*** Opening SUPPLIED PASSAGE ***

Siemens Electricity Project in Nigeria Delayed by 5 Years

Nigeria’s power infrastructure project by Siemens Energy AG is now slated for completion by 2025, five years beyond its initial deadline of 2020. Officials stated that this setback is primarily due to severe logistics disruption cause by the COVID-19 pandemic. Which severely hampered the procurement and transportation of essential raw materials crucial for the project’s advancement.

Siemens, a German-based company had in 2019 agreed to help raise Nigeria’s electricity output to 7,000 megawatts in the first phase targeting a total generation and output capacity of 25,000 MW come 2025.

Bloomberg quoted Oladayo Orolu, head of business development and government relations at the firm, as saying “When we conceptualized this project in 2018, our plan was within two years we should be done with phase one, but then Covid happened.”

*** Closing SUPPLIED PASSAGE ***

Carry on the article about the delayed Siemens power project in Nigeria, starting after its final sentence.

*** Opening EXTRACTED INFORMATION ***

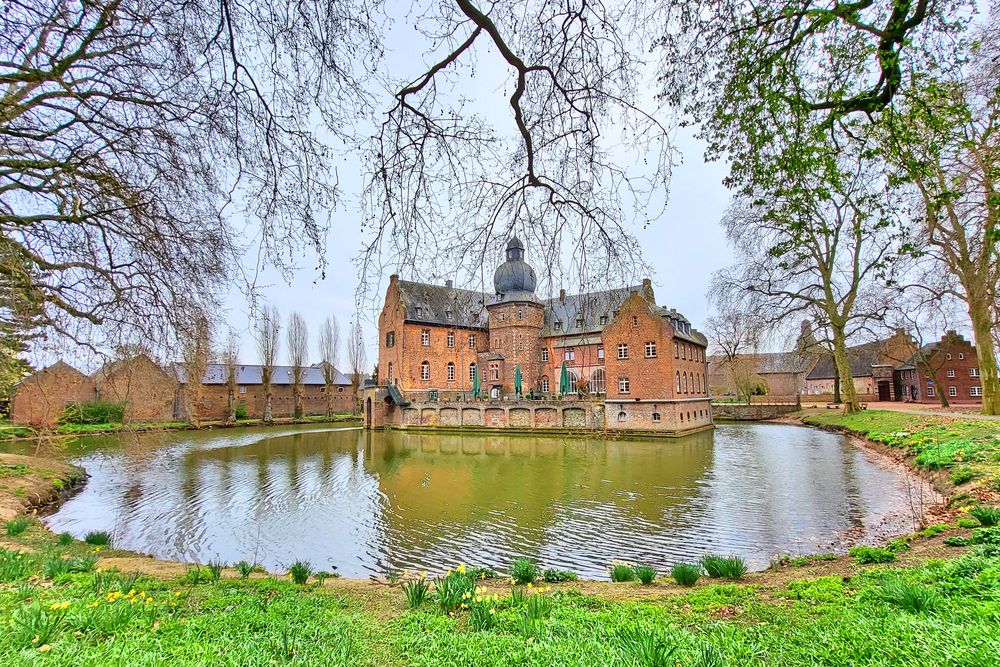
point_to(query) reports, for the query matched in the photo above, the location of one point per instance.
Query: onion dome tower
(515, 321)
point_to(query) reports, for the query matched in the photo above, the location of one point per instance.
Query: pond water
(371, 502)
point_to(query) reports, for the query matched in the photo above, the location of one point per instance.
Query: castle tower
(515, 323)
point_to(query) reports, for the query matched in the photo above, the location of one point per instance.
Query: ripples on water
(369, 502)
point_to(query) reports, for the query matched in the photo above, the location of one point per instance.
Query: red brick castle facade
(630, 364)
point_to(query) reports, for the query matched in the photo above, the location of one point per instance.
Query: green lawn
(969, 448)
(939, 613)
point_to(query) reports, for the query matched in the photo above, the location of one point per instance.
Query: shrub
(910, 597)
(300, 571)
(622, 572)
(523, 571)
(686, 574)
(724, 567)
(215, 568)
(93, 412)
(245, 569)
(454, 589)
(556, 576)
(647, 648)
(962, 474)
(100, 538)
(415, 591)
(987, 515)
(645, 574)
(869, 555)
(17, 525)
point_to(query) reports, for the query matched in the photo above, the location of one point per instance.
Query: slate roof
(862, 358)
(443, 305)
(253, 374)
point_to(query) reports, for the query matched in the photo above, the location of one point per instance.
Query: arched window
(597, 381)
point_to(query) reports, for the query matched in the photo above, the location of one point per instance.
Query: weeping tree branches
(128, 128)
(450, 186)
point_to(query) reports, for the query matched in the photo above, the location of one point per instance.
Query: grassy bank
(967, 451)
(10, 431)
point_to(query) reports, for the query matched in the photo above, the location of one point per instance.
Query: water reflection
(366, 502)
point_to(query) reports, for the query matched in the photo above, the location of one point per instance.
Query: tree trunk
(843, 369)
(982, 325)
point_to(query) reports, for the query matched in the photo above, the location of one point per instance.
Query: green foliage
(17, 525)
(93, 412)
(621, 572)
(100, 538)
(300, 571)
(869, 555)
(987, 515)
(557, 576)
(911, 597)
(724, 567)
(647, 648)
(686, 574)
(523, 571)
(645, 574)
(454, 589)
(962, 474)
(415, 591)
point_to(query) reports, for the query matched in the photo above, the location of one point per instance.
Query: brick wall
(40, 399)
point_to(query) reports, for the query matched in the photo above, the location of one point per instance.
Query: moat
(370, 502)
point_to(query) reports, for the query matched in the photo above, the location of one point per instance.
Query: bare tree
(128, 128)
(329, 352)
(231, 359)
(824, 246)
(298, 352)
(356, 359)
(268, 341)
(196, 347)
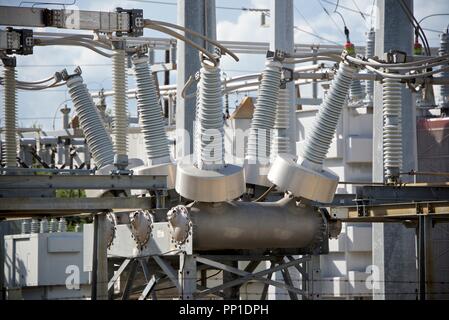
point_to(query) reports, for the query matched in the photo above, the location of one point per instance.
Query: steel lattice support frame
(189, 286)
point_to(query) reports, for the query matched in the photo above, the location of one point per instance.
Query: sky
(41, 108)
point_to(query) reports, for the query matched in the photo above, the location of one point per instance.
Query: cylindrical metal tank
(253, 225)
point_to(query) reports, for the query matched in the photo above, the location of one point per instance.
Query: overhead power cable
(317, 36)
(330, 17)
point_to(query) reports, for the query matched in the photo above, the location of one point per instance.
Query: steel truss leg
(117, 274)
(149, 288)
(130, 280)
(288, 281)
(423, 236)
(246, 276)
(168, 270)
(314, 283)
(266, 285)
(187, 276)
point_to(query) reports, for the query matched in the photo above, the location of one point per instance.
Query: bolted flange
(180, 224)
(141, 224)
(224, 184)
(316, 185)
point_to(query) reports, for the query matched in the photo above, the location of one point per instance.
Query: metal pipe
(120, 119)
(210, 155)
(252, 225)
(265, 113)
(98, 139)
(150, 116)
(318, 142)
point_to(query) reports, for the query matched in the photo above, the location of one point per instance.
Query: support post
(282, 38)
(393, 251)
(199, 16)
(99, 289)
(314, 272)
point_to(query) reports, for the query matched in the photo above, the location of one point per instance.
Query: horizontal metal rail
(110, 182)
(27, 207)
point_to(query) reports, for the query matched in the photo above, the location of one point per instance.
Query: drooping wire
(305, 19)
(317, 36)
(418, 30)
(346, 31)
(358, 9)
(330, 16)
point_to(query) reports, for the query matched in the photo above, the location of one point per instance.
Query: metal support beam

*** Closing EXTRACTED INFORMATION ***

ANSWER BOX:
The initial target was that Siemens would scale the country’s grid operational capacity from the present below 5,000 MW to 7,000 MW by 2021, expand it to 11,000 MW by 2023 and deliver 25,000 mw by 2025.

Premiums Times reported that the project will now be due by 2025.

However, the Pandemic was not the only factor confronting this venture. Cable theft and a problematic transition of the defunct state-power asset National Electric Power Authority (NEPA) into private ownership are other key issues, according to the medium.

Experts from the Nigerian Association for Energy Economics have raised concerns that Nigeria’s 4,000 mw daily generation is barely adequate to serve Lagos State. This means nearly 193.4 million (90.6%) Nigerians would lack access to electricity where Nigeria’s daily output is to be allocated to Lagos alone.

While the shifting the deadline for delivering the Siemens project dashed the hope of businesses in the Nigerian informal sector looking to the project for stable power to expand their productivity as earlier anticipated.